● **Provided information**
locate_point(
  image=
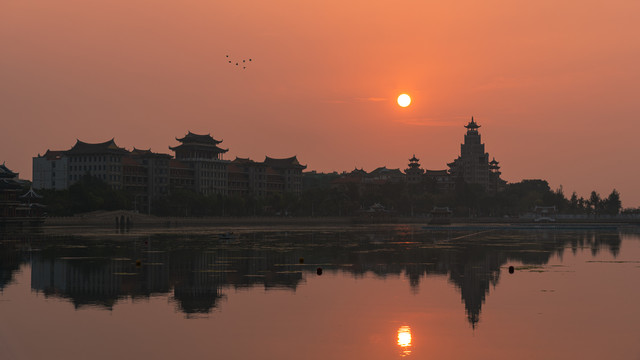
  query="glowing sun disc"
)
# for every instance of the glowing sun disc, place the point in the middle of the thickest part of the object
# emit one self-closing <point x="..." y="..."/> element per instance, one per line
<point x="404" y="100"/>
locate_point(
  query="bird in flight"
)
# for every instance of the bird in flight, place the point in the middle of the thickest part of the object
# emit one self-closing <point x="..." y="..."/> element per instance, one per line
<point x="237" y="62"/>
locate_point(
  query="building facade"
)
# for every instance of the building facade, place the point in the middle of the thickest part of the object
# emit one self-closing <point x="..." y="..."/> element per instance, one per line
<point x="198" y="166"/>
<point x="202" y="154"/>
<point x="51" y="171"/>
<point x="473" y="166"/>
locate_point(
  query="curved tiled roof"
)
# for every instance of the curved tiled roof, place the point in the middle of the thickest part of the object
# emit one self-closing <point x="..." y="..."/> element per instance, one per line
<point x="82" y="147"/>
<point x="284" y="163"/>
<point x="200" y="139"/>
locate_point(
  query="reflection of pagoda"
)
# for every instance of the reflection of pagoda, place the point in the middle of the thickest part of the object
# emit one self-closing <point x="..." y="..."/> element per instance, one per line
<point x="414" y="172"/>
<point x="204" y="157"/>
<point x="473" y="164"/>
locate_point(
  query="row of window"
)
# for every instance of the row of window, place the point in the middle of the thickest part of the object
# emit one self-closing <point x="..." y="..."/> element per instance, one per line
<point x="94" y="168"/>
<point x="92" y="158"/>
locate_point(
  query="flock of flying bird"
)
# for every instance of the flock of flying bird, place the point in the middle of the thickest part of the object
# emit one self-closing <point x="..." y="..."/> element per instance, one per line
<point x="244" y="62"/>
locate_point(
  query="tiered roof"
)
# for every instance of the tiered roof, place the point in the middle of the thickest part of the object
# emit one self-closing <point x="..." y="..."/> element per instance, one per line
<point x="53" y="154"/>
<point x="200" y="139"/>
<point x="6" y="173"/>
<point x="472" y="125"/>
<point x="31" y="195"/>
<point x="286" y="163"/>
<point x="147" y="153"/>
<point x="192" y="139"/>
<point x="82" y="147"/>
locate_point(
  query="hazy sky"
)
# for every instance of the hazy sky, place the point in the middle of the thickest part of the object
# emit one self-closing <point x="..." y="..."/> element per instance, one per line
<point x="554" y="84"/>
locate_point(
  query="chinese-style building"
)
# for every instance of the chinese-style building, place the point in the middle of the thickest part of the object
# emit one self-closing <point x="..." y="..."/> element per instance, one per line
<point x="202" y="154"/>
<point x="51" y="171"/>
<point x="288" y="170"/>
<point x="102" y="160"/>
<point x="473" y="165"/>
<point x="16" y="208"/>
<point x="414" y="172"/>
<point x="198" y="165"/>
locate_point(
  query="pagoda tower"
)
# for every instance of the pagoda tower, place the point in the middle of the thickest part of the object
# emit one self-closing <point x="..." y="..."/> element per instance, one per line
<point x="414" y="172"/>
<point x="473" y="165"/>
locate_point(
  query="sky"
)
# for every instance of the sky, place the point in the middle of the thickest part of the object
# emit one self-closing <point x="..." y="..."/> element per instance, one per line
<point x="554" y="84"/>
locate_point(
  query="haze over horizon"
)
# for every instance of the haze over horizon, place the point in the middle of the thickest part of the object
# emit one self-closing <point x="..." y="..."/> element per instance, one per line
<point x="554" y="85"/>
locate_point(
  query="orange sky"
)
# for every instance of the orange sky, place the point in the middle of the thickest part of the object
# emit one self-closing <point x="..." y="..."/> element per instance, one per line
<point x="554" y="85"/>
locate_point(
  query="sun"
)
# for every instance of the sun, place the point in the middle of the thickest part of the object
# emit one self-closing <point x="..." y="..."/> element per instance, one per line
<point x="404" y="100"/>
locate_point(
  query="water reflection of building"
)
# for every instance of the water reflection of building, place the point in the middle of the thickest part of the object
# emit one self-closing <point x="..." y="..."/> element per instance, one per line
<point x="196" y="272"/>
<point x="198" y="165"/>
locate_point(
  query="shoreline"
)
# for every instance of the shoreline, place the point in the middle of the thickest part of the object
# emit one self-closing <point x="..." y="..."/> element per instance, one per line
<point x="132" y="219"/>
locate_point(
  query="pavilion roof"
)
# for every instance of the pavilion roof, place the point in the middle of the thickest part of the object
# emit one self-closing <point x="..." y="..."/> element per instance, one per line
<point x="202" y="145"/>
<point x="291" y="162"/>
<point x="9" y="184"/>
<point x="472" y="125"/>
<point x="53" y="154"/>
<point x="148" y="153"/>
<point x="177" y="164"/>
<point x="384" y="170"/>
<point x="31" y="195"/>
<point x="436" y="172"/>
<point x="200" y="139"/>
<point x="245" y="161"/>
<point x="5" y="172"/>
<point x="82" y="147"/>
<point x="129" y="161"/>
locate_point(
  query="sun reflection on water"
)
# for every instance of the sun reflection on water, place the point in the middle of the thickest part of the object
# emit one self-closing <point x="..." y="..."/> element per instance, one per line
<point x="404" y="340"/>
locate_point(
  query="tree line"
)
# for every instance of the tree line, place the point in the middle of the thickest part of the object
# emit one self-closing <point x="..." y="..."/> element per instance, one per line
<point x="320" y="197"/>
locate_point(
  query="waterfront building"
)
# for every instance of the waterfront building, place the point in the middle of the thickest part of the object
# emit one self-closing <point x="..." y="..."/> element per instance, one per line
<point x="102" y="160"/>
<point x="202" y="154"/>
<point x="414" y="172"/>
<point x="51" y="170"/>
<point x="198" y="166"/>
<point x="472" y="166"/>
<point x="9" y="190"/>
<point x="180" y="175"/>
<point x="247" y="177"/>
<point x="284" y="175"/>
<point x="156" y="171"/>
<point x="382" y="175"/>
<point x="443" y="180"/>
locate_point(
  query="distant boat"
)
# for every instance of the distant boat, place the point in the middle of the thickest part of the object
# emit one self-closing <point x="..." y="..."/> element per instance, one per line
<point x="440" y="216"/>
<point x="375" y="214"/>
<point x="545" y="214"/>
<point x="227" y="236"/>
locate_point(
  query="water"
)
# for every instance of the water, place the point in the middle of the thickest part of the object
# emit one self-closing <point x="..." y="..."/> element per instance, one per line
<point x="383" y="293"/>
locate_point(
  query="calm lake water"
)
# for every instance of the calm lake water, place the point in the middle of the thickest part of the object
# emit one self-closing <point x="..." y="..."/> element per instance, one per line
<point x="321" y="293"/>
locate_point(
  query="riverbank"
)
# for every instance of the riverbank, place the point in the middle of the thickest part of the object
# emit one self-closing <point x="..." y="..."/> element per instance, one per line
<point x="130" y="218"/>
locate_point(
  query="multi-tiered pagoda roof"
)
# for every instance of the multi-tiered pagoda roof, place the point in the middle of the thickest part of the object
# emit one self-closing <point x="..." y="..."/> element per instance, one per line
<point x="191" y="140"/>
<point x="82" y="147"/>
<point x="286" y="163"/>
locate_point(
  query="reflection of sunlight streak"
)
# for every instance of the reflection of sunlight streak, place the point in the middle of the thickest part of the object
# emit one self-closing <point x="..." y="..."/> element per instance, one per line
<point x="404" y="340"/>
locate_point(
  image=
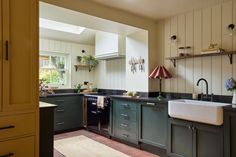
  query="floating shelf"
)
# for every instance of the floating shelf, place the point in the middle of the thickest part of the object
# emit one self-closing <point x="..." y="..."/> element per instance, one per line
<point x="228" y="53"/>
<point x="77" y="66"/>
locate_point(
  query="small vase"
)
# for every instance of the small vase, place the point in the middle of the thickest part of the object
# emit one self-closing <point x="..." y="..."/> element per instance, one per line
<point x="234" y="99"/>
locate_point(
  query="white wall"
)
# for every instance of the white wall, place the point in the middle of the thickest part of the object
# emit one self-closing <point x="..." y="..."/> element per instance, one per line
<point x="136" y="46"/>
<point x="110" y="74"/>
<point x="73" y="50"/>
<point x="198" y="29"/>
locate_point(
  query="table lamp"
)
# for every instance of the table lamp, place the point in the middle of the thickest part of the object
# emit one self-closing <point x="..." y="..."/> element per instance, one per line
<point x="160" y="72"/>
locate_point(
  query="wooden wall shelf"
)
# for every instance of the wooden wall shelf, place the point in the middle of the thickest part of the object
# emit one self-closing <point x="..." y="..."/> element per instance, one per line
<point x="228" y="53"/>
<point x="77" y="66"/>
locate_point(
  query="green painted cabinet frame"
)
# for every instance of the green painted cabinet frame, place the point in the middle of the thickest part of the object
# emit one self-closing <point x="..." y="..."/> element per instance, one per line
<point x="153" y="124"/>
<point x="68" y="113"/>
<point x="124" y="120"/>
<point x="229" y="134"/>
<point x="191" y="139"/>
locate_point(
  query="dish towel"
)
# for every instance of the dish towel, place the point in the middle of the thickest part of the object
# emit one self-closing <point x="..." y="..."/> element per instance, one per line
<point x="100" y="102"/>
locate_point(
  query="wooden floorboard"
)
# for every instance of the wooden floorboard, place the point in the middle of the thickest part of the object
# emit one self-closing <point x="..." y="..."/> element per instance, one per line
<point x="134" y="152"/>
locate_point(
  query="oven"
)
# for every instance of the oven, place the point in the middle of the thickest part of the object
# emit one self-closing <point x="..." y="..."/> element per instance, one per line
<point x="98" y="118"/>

==

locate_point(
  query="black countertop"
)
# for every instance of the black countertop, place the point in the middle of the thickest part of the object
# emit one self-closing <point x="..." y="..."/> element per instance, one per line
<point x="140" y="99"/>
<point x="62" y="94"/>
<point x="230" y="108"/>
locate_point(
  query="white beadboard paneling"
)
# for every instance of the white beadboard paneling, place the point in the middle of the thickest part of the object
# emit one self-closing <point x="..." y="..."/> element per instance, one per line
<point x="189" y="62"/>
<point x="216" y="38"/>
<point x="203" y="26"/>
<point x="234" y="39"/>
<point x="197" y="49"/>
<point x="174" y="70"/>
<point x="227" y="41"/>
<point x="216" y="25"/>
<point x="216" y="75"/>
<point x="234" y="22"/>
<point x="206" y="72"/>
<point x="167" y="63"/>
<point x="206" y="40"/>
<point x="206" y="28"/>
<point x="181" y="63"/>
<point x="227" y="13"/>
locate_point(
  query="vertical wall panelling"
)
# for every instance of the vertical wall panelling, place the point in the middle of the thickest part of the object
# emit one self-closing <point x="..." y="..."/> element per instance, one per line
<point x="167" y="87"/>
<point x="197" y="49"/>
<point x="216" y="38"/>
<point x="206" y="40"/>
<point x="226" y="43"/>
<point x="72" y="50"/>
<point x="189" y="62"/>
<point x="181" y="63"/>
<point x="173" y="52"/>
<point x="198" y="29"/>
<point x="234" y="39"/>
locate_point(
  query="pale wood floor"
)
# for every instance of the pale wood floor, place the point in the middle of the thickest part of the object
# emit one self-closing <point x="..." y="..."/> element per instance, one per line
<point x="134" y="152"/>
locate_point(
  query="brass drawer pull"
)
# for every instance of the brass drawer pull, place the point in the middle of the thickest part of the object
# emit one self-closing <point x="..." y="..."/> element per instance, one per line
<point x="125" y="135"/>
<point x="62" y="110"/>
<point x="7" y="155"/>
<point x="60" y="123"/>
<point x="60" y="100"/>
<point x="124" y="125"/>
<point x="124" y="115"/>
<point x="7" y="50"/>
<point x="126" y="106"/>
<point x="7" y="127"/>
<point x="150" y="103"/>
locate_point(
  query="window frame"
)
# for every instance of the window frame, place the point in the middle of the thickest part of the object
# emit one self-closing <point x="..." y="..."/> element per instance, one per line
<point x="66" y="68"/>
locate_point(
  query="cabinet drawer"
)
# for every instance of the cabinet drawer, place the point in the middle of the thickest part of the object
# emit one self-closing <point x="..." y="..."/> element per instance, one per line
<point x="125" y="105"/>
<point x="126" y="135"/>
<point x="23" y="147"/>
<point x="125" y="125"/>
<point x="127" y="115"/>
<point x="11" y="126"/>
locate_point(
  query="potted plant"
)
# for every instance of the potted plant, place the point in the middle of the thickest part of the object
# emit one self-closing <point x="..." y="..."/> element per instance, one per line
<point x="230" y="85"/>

● **Work instruction**
Which lines in the data above hold the string "paneling"? Return each of them.

● **Written response**
  query="white beadboard paneling"
# for every instance of the white beadboard paneling, place the point in the middle of the thickest part of the object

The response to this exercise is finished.